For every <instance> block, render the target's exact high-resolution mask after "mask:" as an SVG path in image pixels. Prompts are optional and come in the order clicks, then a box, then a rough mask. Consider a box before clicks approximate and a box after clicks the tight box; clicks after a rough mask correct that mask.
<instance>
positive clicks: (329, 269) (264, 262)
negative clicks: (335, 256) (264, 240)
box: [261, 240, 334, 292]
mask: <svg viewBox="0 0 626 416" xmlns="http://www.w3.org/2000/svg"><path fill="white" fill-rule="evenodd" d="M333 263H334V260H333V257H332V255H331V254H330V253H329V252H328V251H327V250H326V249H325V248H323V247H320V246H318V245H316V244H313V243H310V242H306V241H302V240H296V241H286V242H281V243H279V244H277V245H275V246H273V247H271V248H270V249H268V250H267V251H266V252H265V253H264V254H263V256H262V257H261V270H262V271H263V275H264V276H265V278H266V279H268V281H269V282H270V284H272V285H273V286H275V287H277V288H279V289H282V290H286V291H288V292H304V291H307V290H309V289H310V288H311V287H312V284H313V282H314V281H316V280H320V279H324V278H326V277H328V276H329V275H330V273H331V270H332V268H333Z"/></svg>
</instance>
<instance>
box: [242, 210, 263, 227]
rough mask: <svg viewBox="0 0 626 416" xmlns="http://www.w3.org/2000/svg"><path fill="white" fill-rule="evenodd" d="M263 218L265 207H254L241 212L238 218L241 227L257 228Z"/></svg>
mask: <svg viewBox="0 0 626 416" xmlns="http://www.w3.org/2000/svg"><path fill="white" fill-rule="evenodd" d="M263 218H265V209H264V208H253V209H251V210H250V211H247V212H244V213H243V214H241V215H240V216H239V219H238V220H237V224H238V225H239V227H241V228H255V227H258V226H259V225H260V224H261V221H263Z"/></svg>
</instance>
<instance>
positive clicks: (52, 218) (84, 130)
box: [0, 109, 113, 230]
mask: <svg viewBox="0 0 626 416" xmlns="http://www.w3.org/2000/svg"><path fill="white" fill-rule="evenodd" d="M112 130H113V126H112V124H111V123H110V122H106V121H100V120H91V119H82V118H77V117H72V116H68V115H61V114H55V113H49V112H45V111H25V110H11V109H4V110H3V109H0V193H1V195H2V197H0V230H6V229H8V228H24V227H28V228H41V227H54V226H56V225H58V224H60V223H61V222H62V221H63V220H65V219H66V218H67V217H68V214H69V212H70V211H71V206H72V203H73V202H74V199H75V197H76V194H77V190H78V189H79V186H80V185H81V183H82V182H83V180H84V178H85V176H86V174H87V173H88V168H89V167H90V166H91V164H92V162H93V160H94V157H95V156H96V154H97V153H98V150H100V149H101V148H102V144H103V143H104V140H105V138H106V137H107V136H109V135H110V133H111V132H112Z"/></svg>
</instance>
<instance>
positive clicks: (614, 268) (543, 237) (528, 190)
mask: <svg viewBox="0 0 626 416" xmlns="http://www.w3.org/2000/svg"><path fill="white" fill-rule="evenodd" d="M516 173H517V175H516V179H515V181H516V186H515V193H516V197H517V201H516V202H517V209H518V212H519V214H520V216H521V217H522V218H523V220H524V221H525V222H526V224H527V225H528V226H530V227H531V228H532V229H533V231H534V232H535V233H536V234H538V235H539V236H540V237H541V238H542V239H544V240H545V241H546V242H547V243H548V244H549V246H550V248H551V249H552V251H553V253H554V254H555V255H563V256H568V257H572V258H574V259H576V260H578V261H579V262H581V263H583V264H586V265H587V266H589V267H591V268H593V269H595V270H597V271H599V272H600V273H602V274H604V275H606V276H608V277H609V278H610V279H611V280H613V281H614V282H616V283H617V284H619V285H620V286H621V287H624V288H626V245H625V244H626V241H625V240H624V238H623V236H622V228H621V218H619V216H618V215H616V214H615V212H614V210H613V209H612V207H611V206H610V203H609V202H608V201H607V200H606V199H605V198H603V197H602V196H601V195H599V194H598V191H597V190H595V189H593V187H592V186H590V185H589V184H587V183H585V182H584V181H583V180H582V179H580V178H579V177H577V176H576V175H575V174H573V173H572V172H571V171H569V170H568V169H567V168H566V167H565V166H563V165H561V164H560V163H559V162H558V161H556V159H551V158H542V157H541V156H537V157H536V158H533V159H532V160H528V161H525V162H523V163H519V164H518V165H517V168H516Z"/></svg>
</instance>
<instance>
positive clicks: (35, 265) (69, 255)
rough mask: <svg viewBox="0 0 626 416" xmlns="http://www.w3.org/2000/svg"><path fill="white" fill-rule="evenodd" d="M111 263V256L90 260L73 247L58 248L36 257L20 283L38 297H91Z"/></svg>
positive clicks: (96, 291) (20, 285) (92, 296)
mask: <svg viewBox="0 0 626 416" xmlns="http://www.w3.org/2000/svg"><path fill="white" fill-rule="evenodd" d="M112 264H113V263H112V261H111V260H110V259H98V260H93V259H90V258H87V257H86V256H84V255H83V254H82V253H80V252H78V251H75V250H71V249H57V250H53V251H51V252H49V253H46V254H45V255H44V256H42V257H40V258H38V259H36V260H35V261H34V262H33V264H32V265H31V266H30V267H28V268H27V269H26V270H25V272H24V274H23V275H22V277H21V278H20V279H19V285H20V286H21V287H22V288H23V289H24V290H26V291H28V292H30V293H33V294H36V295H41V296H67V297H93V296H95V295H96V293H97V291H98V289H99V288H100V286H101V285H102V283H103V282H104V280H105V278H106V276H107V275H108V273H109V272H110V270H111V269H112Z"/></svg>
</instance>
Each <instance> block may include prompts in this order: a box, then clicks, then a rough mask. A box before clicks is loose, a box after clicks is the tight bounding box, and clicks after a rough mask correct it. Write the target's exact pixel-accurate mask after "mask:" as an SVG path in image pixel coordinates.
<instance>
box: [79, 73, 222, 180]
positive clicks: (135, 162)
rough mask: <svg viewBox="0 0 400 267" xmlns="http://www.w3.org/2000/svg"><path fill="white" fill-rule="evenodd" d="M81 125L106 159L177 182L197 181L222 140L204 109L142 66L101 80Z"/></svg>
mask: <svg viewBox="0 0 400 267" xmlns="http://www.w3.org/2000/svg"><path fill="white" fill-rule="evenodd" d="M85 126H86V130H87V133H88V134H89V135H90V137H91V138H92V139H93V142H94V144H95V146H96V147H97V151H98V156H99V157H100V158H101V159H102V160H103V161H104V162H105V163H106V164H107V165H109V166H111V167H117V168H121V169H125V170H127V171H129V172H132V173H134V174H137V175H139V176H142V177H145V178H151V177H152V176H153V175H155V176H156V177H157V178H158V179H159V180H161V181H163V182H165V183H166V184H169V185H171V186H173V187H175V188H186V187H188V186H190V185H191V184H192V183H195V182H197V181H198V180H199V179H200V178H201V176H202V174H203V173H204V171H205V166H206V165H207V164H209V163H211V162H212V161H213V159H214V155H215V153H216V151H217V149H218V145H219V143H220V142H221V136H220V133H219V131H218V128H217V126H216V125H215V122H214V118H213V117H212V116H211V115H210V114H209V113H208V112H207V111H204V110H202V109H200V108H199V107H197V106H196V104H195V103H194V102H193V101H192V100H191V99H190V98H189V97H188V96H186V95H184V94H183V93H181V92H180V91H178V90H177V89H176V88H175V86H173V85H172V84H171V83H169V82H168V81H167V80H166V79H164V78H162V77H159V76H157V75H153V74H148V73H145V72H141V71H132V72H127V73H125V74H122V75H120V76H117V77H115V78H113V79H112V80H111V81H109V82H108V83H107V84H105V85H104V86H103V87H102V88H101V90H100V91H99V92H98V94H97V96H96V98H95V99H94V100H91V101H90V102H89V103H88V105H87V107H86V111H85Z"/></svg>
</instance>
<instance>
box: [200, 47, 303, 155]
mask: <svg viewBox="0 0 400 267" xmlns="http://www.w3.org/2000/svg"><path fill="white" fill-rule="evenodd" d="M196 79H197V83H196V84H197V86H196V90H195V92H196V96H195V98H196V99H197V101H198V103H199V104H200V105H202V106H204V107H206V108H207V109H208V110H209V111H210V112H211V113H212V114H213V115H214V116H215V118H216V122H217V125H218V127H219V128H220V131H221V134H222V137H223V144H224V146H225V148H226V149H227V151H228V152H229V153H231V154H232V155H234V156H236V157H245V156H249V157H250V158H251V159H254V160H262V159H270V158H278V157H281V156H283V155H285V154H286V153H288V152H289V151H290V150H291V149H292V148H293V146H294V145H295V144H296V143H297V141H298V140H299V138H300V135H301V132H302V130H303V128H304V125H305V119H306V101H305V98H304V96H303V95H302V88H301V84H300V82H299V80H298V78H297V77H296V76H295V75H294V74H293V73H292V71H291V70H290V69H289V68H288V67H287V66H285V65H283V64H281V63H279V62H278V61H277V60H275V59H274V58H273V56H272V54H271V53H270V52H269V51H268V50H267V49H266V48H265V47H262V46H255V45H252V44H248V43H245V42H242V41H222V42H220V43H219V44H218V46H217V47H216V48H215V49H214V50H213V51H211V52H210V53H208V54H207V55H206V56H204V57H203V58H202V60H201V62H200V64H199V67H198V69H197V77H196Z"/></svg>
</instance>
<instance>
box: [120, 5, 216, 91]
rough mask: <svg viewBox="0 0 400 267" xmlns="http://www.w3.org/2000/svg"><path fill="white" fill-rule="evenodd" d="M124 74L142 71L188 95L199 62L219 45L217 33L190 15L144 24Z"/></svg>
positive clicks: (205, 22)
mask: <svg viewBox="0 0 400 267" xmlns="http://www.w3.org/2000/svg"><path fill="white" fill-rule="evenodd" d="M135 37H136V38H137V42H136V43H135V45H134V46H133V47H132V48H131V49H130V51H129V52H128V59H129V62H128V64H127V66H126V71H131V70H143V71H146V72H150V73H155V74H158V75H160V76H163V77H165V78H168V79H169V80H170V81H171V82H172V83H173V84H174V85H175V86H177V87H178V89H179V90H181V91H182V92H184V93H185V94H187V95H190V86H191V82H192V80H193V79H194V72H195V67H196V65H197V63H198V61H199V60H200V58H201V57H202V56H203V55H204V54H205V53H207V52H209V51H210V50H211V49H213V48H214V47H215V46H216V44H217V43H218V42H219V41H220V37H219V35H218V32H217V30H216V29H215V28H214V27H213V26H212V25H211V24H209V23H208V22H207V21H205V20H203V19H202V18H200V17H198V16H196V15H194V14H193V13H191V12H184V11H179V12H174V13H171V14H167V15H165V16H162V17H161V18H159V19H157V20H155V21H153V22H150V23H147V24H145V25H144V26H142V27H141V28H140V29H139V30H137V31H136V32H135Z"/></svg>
**********
## What you are asked to do
Gather each line in these records that contains the string "correct".

## Reply
For every <instance> block, render the target's exact high-resolution mask after "mask:" as an SVG path in image pixels. Prompts are optional and come in the order clicks, then a box, then a rough mask. Consider a box before clicks approximate and a box after clicks the tight box; clicks after a rough mask correct that mask.
Each <instance> block may include prompts in this order: a box, then clicks, then a rough mask. A box before clicks is loose, a box after clicks is the tight bounding box, and clicks after a rough mask correct it. Write the target's exact pixel-accurate mask after "mask:" as an SVG path in image pixel coordinates.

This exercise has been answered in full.